— Coordinate annotation entries —
[START]

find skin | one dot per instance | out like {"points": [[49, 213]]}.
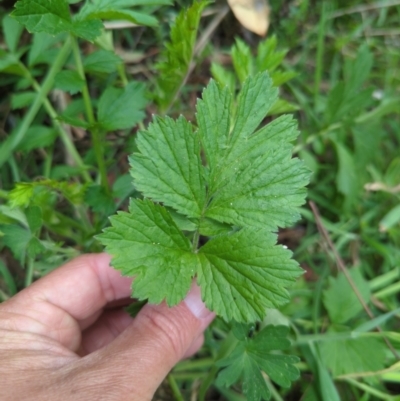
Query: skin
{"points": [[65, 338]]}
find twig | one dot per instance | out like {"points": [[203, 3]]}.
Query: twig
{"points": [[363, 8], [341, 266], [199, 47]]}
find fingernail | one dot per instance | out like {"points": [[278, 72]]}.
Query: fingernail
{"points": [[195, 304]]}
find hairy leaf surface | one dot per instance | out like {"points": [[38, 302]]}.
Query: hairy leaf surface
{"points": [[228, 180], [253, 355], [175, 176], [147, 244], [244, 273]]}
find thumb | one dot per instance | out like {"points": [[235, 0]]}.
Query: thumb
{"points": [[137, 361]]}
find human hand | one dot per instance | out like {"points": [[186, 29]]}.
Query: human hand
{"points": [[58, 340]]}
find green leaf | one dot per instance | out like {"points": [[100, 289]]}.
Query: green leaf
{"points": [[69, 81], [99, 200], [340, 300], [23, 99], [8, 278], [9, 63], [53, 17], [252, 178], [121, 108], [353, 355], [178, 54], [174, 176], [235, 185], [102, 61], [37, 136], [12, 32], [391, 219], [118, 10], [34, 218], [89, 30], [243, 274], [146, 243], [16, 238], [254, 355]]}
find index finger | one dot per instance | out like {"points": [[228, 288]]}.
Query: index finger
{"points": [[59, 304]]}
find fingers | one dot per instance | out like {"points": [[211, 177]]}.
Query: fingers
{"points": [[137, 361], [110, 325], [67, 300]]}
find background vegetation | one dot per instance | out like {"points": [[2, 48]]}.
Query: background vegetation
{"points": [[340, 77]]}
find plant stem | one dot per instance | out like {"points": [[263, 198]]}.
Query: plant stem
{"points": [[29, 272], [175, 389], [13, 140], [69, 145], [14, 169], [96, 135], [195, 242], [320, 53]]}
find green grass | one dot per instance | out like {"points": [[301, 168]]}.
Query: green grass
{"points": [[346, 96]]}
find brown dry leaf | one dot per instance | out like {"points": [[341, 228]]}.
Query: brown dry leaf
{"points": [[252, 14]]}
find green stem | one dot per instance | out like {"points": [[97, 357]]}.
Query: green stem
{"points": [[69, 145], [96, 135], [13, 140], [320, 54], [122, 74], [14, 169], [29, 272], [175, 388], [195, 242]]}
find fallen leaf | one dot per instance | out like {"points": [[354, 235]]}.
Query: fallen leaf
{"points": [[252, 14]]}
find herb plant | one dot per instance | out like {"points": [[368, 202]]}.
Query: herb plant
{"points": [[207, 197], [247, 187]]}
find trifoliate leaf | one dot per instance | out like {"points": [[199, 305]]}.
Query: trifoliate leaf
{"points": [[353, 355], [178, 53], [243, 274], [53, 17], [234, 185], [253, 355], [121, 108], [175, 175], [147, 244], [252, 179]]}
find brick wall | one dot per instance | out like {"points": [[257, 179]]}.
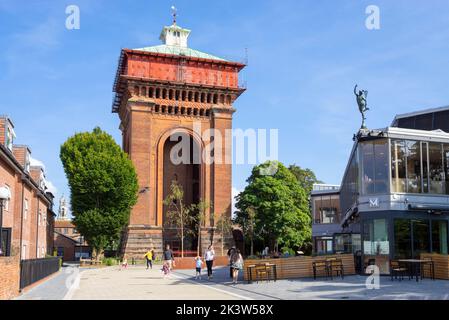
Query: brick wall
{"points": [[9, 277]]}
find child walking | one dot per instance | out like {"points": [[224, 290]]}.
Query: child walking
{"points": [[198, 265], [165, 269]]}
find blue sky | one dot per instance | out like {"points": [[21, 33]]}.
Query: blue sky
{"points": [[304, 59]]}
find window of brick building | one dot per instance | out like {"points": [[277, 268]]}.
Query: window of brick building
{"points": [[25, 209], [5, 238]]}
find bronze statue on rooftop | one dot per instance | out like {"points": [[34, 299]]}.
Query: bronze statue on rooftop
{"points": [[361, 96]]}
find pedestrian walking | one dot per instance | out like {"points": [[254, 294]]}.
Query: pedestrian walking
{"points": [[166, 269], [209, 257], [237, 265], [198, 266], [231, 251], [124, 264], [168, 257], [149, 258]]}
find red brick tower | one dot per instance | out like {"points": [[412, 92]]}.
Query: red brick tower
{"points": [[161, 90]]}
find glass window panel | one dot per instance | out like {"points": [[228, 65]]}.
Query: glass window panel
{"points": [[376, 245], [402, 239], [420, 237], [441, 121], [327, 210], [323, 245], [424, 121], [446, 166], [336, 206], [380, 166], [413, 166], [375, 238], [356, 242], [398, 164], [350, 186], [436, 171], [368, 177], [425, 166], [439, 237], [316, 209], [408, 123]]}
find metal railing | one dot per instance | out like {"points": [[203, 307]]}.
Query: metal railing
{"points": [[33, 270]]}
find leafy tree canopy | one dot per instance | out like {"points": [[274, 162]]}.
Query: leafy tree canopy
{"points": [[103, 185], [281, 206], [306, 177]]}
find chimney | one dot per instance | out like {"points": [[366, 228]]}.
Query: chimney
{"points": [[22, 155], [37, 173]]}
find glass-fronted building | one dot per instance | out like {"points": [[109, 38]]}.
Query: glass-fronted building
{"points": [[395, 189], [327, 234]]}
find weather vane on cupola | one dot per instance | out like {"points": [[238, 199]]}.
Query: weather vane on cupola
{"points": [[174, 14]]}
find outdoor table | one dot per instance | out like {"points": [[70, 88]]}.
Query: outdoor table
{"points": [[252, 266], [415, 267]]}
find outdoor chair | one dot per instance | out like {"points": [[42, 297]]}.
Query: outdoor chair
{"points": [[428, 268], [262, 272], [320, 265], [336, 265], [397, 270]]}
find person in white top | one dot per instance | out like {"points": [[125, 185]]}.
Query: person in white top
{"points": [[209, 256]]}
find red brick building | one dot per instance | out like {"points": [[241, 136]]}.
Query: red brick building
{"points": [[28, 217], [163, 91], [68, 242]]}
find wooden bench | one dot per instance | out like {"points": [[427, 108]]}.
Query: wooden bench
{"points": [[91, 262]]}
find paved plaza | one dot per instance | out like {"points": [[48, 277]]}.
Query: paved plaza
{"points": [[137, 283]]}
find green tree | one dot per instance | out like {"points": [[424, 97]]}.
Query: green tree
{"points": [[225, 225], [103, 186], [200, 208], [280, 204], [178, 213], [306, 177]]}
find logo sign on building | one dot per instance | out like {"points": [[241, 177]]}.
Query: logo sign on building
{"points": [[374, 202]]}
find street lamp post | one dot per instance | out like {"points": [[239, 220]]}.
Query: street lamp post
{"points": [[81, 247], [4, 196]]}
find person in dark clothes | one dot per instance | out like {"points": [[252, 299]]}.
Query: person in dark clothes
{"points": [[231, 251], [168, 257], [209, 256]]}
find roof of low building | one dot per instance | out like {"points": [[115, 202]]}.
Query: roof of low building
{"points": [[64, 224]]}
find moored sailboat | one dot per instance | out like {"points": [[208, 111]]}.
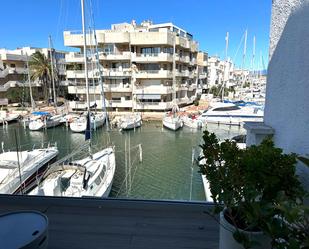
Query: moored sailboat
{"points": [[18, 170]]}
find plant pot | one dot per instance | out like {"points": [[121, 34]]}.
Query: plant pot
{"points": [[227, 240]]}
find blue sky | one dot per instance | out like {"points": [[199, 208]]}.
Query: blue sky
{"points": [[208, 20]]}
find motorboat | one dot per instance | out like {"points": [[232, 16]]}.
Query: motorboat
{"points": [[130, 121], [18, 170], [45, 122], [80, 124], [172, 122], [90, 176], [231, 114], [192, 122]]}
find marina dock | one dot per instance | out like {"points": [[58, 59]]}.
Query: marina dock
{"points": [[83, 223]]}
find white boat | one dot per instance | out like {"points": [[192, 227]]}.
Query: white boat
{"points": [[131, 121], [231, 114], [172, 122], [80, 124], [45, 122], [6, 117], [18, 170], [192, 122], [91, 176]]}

[END]

— AIM OF THE EXERCISE —
Transcribe exactly the portion of the material above that runs from the line containing "find person in dark" through its last line, omitting all pictures.

— RESPONSE TO THIS EXERCISE —
find person in dark clothes | one dot per instance | out like {"points": [[252, 299]]}.
Query: person in dark clothes
{"points": [[231, 251], [168, 257], [209, 256]]}
find roof of low building | one dot per instance | out like {"points": [[115, 202]]}.
Query: roof of low building
{"points": [[64, 224]]}
find moored sailboat | one dot per instance | out like {"points": [[208, 111]]}.
Query: moored sailboat
{"points": [[18, 170]]}
find plant pot | one dot per instance | out like {"points": [[121, 34]]}.
Query: plant pot
{"points": [[227, 240]]}
find blue sky | one dot per instance | out like {"points": [[199, 208]]}.
Query: blue sky
{"points": [[208, 20]]}
find motorboat | one dot per instance | out like {"points": [[232, 16]]}.
Query: motorboat
{"points": [[130, 121], [18, 170], [45, 122], [80, 124], [172, 122], [90, 176], [231, 114], [192, 122]]}
find marina dock | one dot per instance | out like {"points": [[58, 59]]}.
Query: marina dock
{"points": [[83, 223]]}
find white boat | one dot per instance | out like {"points": [[192, 227]]}.
Query: white boat
{"points": [[131, 121], [231, 114], [172, 122], [80, 124], [45, 122], [6, 117], [18, 170], [192, 122], [91, 176]]}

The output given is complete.